→ SHORT PROBLEM:
Count the lines in the records below that contain the string "roof", with case mattering. Reply with the number alone.

→ PROVIDED INFORMATION:
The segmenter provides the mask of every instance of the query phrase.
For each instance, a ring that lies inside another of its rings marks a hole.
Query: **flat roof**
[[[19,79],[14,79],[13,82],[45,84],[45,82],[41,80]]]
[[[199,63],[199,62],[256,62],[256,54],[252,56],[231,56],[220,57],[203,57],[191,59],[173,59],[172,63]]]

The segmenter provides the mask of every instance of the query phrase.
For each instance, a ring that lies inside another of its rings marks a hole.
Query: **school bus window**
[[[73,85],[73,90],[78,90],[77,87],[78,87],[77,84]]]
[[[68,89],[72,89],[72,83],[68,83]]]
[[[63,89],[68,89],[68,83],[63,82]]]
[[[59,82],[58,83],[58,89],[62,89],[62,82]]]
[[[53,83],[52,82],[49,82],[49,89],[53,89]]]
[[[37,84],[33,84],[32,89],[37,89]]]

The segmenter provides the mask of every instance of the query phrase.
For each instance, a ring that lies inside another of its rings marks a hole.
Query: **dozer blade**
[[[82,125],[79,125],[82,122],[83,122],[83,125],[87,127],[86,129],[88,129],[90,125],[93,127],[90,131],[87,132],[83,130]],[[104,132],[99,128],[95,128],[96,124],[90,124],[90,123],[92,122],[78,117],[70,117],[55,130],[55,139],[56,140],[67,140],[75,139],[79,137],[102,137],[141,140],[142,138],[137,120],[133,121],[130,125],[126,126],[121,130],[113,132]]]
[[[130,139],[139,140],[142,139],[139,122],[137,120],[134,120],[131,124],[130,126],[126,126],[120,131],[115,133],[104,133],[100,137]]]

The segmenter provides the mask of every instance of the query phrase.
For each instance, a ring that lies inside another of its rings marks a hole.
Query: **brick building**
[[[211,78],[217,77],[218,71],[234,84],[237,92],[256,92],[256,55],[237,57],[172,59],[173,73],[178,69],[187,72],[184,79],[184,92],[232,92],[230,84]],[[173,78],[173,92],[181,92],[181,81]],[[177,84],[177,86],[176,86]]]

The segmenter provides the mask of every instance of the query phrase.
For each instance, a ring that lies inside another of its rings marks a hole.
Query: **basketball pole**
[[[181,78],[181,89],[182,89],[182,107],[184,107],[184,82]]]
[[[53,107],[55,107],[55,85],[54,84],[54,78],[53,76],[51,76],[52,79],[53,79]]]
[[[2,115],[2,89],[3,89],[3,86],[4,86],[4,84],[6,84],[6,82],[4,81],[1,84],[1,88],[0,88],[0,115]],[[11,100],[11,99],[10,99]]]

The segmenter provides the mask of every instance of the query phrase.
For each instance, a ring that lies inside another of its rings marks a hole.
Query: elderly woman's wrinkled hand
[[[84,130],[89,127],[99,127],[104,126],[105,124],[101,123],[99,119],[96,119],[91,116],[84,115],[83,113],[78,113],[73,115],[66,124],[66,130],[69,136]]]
==
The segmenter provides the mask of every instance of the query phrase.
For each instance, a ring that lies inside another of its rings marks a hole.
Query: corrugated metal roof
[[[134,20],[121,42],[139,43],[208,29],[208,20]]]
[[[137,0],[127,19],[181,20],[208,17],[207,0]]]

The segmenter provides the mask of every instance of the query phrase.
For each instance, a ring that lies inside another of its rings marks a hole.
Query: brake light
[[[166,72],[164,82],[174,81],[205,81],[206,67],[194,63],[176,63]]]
---
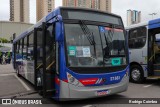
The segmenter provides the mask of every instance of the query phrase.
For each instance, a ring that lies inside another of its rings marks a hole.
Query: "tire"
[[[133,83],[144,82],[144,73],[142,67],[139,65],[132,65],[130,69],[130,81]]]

→ FINAL RESULT:
2